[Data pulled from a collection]
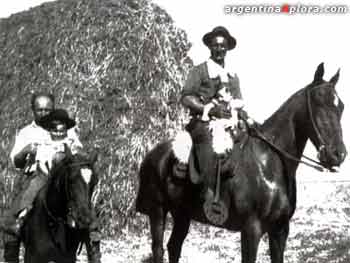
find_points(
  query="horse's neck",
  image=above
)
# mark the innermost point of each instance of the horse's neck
(286, 127)
(55, 200)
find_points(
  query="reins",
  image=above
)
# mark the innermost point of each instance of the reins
(318, 165)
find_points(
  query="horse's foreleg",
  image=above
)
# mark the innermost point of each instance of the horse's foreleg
(250, 238)
(277, 242)
(178, 235)
(157, 222)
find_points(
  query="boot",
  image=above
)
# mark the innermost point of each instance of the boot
(11, 251)
(14, 227)
(93, 251)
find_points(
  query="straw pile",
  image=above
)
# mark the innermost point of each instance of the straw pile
(117, 66)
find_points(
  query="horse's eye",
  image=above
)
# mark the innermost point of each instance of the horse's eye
(86, 173)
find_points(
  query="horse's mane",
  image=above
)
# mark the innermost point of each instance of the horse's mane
(284, 109)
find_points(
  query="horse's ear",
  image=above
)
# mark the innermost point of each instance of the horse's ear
(319, 73)
(67, 152)
(93, 157)
(335, 78)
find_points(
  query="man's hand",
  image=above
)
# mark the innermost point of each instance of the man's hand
(29, 149)
(219, 112)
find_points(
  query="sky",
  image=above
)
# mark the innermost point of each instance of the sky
(276, 54)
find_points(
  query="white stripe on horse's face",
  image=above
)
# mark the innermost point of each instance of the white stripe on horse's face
(86, 173)
(336, 100)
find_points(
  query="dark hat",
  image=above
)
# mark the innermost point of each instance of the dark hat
(57, 115)
(219, 31)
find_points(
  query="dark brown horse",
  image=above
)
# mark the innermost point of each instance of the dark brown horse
(61, 214)
(262, 191)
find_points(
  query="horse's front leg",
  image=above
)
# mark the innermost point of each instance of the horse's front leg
(178, 235)
(157, 222)
(277, 241)
(250, 238)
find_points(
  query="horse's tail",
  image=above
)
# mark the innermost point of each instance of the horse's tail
(153, 170)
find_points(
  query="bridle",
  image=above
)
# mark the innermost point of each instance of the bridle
(317, 165)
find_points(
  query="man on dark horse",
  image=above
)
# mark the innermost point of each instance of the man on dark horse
(25, 157)
(201, 95)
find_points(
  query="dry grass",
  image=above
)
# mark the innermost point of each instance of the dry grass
(117, 66)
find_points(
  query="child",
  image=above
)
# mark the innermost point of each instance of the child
(222, 140)
(57, 123)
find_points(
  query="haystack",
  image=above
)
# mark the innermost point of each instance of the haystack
(117, 66)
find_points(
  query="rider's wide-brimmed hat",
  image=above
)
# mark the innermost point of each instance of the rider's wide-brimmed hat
(57, 115)
(219, 31)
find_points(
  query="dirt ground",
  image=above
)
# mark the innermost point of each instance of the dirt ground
(319, 233)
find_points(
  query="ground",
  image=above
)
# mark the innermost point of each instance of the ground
(319, 233)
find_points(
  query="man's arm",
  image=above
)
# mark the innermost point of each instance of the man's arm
(22, 150)
(76, 145)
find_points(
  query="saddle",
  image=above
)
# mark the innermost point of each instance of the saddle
(228, 161)
(215, 203)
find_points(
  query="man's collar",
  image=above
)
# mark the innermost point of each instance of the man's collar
(215, 70)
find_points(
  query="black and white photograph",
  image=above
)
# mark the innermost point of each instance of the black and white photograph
(158, 131)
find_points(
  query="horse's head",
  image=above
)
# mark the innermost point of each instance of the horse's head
(75, 177)
(325, 111)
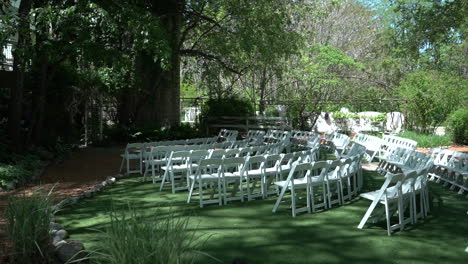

### Requirement
Pull out every line in the entries above that contains the word "boot". Case counts.

### Worked solution
  query="boot",
# mark the innermost point of each instance of the boot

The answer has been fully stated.